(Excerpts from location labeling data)
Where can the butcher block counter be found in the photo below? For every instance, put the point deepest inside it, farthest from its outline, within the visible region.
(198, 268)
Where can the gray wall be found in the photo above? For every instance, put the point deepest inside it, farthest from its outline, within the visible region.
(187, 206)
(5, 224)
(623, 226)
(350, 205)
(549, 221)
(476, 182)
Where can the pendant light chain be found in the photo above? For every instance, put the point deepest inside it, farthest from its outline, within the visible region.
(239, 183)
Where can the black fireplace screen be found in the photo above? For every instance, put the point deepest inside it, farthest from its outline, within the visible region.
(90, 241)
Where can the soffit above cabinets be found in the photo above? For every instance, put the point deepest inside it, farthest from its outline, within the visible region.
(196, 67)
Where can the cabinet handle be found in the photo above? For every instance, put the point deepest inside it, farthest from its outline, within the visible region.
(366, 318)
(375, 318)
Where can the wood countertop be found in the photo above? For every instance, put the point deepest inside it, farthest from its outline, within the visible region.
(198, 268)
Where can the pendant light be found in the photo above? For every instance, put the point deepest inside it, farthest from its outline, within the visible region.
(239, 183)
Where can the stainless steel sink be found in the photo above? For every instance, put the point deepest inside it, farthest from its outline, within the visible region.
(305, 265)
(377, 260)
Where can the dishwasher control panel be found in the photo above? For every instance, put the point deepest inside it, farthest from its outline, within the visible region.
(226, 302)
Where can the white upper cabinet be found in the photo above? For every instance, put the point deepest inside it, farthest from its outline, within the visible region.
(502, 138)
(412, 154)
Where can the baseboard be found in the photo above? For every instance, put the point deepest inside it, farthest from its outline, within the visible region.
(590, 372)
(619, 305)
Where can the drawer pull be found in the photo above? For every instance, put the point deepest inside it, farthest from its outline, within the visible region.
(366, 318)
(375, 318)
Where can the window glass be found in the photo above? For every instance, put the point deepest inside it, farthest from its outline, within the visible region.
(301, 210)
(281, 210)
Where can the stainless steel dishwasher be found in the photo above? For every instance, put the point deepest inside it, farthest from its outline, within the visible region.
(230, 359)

Exercise task -> Scale the listing above, beginning at the line with "Where can the stainless steel dishwasher" and continuing through the end of the listing. Copy each line, requests included, with every point coordinate in the answers multiplied by 0.7 and rounded to a whole number, halves rounded up.

Response for this exercise ->
Where can the stainless steel dishwasher be found in the photo above? For every instance, put the point deepest inside it, farthest from its outline, within the visible region.
(161, 251)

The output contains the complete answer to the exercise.